Excerpts of bounding box data
..........
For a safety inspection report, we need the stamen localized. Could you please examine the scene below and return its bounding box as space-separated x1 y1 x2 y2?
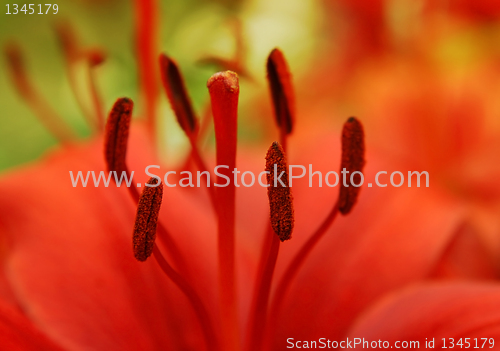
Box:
133 178 163 262
104 98 134 175
339 117 365 215
267 49 295 149
271 117 365 324
247 142 294 351
160 54 197 135
134 0 158 139
160 54 217 211
207 71 240 350
266 142 294 241
55 22 102 129
5 43 76 143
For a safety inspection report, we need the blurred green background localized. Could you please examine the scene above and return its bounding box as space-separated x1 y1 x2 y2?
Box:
0 0 324 170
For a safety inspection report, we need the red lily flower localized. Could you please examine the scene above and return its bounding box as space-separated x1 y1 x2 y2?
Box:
0 1 500 350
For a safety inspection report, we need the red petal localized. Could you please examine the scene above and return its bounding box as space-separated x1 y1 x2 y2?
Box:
349 283 500 348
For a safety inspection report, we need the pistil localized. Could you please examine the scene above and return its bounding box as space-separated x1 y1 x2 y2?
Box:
207 71 239 350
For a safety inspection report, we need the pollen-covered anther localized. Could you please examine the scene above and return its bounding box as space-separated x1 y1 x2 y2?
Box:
266 141 295 241
132 178 163 262
160 54 197 134
5 43 33 98
104 98 134 174
267 49 295 134
338 117 365 215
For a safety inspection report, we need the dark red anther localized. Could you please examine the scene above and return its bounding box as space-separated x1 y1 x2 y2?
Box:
266 141 295 241
267 49 295 134
339 117 365 215
132 178 163 262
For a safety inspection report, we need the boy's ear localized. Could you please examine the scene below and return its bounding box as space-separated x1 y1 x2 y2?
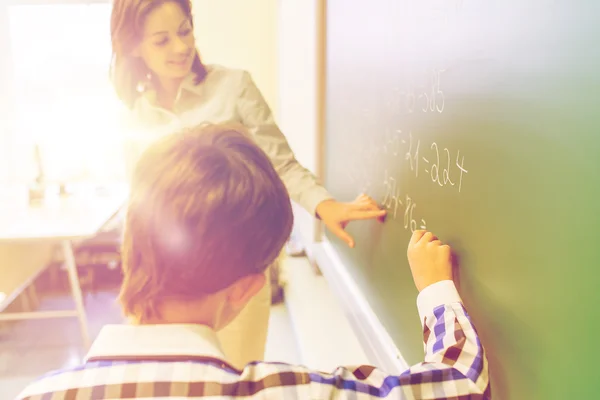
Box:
227 273 267 310
131 45 142 58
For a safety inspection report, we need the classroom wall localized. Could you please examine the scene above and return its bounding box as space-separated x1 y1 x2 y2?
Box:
278 0 322 244
0 4 12 183
193 0 278 114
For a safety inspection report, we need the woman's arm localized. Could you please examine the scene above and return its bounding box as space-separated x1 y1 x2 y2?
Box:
237 72 385 247
237 72 332 215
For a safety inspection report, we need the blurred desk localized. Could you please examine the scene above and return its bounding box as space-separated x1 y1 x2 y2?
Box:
0 185 128 347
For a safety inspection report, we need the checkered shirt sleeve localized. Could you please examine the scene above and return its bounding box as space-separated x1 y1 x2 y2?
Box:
18 303 491 400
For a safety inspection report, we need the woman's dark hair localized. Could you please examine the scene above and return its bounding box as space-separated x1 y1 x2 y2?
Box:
110 0 206 108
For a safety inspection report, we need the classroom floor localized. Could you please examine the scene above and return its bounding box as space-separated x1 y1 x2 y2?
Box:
0 291 300 400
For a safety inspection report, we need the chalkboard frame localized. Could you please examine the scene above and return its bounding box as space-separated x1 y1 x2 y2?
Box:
310 236 408 375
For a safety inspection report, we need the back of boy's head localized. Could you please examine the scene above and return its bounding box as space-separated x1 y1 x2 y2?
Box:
120 125 293 320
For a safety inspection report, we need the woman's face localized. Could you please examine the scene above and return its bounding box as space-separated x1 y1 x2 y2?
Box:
135 1 196 80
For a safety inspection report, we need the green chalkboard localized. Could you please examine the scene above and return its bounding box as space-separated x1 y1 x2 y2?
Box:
325 0 600 400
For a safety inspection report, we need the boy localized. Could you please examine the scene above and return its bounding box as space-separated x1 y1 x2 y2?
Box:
20 126 490 400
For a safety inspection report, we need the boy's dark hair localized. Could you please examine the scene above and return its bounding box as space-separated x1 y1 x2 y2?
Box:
120 125 293 320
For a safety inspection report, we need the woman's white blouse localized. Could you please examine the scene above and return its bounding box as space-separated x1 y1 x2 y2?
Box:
119 65 331 215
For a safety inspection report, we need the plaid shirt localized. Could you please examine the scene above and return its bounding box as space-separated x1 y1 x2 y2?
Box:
19 281 490 400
..........
◆ **Objective**: Copy out all of the items with "safety inspection report" replaced by "site survey" wherever it occurs, changing nothing else. Omit the pictures from your answer.

◆ **Correct answer**:
For a site survey, we need the stamen localized. Could you please examine the scene below and return its bounding box as space-separated x1 y1 x2 y2?
Box:
133 178 163 262
104 98 134 175
339 117 365 215
267 49 295 149
271 117 365 324
247 142 294 351
160 54 197 135
134 0 158 139
160 54 217 211
207 71 240 350
266 142 294 241
55 22 102 129
5 43 76 143
For a site survey, we need the blurred green background localized. Could you please examine the scene above and return its bounding box as space-separated x1 y1 x2 y2?
Box:
0 0 324 170
For a site survey, we need the red lily flower localized. Could you please examine the scene above and return its bounding box as space-separated x1 y1 x2 y2?
Box:
0 1 500 350
For a site survey, we need the red petal localized. Could you please examine the scene above and return its bounding box as space-separated x1 y1 x2 y2?
Box:
349 283 500 348
For a site survey, we need the pistil localized. Could you please examine the scene above and return its bounding box as space-separated x1 y1 x2 y2?
Box:
207 71 239 350
For a site survey, we need the pollen-covered anther localized. Could you please examine the scene above and return its bounding box as space-separated x1 y1 x2 y2?
Box:
266 141 295 241
132 178 163 262
160 54 197 134
5 43 33 98
104 98 134 174
267 49 295 134
338 117 365 215
For a site survey, we need the dark red anther localized. Could you please examine the scene above and return its bounding box as space-separated x1 y1 x2 y2?
Box:
266 141 295 241
267 49 295 134
339 117 365 215
132 178 163 262
For a site survey, we need the boy's ear localized. Could you please examine the scene below and return its bounding box as space-separated x1 y1 x2 y2?
Box:
227 273 267 310
131 45 142 58
For a site survey, we need the classroom wall localized. Could you please examine the scene above and return its bounding box as space-separated x1 y1 x2 y2?
Box:
278 0 322 244
0 4 12 183
193 0 278 114
For a site survey, we need the woman's arm localized. Could you please examine the scene above and return its bounding box as space-separated x1 y1 x2 y2?
Box:
237 72 385 247
237 72 332 215
For a site survey, we need the blurred desk localized. Could you please examine the scene above and return its bounding box as space-separated x1 y1 x2 y2?
Box:
0 185 128 347
For a site survey, we need the checkered shirt sleeve localized. Could you please examine the scene above and return its bounding box as space-separated x1 y1 x2 y2?
Box:
18 303 491 400
For a site survey, we need the woman's dark hair localized. Could you please examine the scene above and return its bounding box as space-separated x1 y1 x2 y2?
Box:
110 0 206 108
For a site survey, we need the classroom floor localized. Could you please examine the scene above and return its bounding box as space-separated x1 y1 x2 y2?
Box:
0 291 300 400
For a site survey, we need the chalkboard frame localized. Could you please examine the scene above and return its bounding box as space-separated x1 y1 x2 y2?
Box:
310 236 408 375
For a site survey, we need the back of boy's head localized. Could you please examine the scene above and return its bounding box as space-separated x1 y1 x2 y2?
Box:
120 125 293 320
For a site survey, we need the woman's face localized. Could you please examine the scene above and return its bounding box as space-separated x1 y1 x2 y2?
Box:
135 1 196 80
For a site survey, we need the green chalkboard localized. Could you please examine the scene above and return its bounding box as space-separated x1 y1 x2 y2?
Box:
325 0 600 400
For a site survey, we need the boy localized. Could you please examine the scene above and return its bounding box as space-separated x1 y1 x2 y2?
Box:
20 126 490 400
For a site survey, we need the boy's dark hair localized. Could you please examine the scene above and return its bounding box as space-separated x1 y1 x2 y2?
Box:
120 125 293 320
For a site survey, we need the woman's white blouse localized. Could you please examine the scene above and return its bounding box as space-separated x1 y1 x2 y2?
Box:
119 65 331 215
For a site survey, we need the plaid shirt localized. Could you please examine the scene above and return its bounding box as space-separated x1 y1 x2 y2?
Box:
19 281 490 400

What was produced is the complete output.